• [REQUIRED TASK]:
Quote verbatim every line starting with the one containing "of the house" and going on through the final line of the items, both included.
** BEGIN MATERIAL FOR THIS EXERCISE **
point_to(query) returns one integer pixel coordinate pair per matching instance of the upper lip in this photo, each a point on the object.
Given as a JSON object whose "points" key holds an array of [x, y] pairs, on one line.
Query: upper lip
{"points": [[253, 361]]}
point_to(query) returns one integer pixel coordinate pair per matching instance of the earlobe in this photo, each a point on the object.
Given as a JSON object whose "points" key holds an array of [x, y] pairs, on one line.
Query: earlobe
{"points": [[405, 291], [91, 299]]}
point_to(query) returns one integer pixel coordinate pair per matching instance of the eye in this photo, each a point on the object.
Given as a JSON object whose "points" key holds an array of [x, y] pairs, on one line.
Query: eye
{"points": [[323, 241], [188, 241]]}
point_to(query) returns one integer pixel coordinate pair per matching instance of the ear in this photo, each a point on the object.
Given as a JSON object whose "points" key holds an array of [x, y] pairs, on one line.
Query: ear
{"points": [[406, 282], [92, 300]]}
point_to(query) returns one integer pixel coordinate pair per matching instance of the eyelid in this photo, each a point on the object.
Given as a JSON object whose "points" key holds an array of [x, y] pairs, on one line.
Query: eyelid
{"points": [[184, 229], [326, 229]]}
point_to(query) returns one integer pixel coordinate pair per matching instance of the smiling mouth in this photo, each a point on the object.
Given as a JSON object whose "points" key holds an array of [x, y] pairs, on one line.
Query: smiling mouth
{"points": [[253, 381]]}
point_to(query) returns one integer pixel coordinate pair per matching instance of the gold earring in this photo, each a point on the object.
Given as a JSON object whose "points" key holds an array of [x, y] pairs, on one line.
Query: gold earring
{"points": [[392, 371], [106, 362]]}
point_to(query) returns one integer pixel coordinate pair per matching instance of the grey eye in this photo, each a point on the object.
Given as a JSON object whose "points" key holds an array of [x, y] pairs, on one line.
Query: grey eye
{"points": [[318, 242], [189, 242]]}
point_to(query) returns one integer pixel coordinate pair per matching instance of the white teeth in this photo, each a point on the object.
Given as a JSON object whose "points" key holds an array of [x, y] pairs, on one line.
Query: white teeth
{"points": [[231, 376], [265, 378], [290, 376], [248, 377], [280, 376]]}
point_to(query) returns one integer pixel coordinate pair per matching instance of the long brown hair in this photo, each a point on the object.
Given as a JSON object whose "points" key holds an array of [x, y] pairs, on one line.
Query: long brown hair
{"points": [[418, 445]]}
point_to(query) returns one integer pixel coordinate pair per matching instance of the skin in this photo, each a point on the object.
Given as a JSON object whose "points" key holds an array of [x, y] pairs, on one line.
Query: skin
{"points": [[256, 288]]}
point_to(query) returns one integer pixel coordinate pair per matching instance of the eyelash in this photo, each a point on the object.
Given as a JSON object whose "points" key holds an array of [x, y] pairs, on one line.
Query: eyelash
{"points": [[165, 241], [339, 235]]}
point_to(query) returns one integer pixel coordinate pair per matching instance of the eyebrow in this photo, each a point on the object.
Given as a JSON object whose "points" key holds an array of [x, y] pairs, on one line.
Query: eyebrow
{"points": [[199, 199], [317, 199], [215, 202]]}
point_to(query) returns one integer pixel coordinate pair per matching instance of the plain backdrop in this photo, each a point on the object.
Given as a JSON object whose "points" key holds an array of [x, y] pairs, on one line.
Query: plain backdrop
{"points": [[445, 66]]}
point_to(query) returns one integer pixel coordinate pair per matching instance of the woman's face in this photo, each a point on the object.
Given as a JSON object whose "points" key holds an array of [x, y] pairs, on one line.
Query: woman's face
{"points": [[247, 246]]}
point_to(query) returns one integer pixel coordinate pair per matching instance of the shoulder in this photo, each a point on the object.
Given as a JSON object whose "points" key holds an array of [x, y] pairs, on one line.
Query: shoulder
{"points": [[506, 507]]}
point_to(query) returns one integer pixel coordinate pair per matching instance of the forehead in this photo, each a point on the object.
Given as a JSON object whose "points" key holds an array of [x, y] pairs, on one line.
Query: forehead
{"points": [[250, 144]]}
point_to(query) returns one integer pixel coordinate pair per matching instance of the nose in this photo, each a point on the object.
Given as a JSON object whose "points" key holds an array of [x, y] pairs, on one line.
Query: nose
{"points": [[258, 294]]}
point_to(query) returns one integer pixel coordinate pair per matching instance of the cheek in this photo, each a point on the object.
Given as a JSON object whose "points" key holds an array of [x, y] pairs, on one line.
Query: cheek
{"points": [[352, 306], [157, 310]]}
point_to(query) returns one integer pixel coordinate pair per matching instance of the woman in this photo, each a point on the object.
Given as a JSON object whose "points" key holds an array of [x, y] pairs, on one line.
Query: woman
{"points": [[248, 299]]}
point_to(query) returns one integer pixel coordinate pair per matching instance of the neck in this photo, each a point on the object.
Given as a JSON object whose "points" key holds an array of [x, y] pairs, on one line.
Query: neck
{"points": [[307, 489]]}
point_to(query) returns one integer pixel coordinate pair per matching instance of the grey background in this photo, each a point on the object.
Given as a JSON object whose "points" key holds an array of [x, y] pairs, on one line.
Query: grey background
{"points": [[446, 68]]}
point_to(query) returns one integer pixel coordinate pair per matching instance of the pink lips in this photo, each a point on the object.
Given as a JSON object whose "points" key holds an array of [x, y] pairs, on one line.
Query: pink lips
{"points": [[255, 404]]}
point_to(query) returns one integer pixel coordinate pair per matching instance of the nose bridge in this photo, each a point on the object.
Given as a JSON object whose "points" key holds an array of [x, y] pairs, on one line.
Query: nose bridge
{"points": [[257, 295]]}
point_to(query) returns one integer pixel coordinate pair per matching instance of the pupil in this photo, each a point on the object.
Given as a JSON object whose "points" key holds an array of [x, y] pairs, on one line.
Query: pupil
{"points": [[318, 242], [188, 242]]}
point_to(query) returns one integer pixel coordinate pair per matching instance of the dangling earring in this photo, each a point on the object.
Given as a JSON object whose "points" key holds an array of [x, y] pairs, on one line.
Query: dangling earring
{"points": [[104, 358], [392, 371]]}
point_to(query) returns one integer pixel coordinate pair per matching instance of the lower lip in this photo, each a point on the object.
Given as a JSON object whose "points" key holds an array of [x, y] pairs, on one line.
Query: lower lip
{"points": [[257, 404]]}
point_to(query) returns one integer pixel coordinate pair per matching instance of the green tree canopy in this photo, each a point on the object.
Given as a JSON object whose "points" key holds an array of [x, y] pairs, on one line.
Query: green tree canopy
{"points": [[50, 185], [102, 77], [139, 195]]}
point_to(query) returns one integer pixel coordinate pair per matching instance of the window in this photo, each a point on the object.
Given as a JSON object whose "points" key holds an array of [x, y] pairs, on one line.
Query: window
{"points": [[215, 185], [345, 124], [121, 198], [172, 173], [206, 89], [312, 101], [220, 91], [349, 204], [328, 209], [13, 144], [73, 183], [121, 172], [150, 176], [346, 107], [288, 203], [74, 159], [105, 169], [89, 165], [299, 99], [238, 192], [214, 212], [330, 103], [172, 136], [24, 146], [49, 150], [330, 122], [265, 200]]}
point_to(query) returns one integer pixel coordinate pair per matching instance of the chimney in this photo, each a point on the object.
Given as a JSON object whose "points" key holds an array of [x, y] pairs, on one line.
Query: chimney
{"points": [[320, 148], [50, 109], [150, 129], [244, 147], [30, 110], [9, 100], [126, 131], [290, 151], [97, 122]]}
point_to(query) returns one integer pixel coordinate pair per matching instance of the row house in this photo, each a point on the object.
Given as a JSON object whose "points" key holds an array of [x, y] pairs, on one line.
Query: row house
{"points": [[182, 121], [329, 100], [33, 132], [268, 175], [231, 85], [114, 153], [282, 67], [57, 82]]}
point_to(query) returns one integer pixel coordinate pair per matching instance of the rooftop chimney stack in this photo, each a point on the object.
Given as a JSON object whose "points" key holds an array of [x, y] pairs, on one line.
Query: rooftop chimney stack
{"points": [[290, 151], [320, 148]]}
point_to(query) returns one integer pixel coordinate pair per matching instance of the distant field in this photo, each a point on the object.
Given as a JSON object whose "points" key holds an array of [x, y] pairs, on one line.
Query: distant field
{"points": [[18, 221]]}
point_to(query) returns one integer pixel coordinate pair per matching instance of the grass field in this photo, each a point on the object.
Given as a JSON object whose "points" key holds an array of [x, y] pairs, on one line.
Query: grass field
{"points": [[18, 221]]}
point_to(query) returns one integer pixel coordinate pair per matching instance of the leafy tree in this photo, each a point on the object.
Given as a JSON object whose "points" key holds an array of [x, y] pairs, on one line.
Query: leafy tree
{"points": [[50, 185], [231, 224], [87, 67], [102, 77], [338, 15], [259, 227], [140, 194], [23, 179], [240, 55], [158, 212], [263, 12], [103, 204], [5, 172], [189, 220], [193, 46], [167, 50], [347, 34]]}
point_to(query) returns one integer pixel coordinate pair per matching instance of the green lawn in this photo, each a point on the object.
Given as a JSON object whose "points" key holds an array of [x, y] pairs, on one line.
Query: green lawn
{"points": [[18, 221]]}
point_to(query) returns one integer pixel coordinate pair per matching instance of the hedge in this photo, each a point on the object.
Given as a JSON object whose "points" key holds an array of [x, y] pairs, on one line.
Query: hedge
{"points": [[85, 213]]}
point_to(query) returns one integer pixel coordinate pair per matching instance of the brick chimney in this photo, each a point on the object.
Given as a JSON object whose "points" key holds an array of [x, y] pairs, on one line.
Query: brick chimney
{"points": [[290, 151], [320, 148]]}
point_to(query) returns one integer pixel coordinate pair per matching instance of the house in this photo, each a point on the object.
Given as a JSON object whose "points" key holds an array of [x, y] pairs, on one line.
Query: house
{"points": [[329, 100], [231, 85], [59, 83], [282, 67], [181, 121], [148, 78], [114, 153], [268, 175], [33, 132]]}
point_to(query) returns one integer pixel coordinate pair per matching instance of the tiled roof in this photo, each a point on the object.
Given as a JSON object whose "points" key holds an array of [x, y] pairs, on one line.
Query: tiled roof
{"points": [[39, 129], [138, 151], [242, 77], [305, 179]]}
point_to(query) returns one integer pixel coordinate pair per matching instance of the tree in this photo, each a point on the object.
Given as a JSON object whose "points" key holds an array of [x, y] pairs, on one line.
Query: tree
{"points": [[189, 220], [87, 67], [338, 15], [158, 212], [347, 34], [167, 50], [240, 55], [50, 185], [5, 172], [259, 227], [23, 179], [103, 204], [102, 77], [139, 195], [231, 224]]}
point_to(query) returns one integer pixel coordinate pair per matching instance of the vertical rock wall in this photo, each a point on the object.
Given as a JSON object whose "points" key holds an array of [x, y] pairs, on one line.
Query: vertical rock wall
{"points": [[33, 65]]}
** END MATERIAL FOR THIS EXERCISE **
• [THE COMPLETED TASK]:
point_to(query) returns one integer pixel coordinate pair per matching instance of the house in this photo, each a point on the object.
Given as a JSON object whose "points" key holds an array of [x, y] pairs, on one line.
Query: house
{"points": [[329, 100], [231, 85], [59, 83], [282, 67], [181, 121], [148, 78], [114, 153], [268, 175], [33, 132]]}
point_to(query) returns one integer pixel coordinate pair per matching instance of the tiled roof in this photo, each a point on the object.
Given as a JSON object whose "points" key holds an array of [x, y] pairs, on one line.
Query: tiled roof
{"points": [[39, 129], [138, 151], [242, 77], [305, 179]]}
point_to(query) returns one integer pixel coordinate pair per matching instance of the tree in this photo, each a point on the object.
Given as a JSON object whose "points" key holds an array of [x, y] pairs, on one line.
Query: tree
{"points": [[189, 220], [87, 67], [338, 15], [158, 212], [347, 34], [167, 50], [240, 55], [50, 185], [5, 172], [259, 227], [23, 179], [103, 204], [102, 77], [139, 195], [231, 224]]}
point_to(query) returns one integer pixel coordinate pair per matching instance of the vertical rock wall in this photo, each a point on the object.
Given as a JSON object whose "points" key holds an array of [x, y] pairs, on one line.
Query: vertical rock wall
{"points": [[33, 65]]}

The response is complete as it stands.